> DIRECTIONS FOR THIS TASK:
Which lines of the data contain the string "orange"? Copy every one.

** RECORDS SHOWN follows **

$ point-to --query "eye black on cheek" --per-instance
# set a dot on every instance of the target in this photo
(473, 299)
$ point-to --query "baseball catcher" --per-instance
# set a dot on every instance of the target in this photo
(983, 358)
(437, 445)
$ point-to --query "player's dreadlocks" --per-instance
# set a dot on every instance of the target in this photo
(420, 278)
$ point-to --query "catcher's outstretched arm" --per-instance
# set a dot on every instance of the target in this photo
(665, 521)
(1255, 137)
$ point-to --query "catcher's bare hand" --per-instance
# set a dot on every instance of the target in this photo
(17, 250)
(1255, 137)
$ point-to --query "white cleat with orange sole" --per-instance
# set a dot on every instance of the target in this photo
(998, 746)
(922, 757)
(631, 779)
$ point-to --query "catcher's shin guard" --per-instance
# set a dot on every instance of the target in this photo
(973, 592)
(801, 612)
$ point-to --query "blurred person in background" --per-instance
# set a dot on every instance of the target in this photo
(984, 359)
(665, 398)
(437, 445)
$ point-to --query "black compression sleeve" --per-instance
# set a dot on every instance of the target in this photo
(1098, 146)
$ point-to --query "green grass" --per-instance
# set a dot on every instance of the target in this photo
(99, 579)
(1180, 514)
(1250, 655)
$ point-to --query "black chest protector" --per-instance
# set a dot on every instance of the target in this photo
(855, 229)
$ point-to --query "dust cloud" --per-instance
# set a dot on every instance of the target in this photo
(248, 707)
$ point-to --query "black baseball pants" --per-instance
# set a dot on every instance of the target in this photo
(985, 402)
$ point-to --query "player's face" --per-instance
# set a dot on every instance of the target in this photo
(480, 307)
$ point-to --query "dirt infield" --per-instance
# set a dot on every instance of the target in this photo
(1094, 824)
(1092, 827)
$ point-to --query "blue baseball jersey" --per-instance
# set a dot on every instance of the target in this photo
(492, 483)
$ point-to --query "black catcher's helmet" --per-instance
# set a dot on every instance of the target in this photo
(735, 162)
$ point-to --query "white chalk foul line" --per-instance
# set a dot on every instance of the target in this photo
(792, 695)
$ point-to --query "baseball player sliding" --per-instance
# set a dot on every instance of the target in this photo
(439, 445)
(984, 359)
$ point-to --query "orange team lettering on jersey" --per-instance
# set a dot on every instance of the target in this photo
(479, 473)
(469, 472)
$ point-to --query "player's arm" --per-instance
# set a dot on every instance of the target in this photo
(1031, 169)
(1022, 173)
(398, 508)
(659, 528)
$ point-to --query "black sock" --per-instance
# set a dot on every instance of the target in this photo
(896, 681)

** End of RECORDS SHOWN **

> RESPONSE:
$ point-to --query "white cleat with orange sole" --per-instance
$ point-to --query "orange team lettering on jersey" --per-instance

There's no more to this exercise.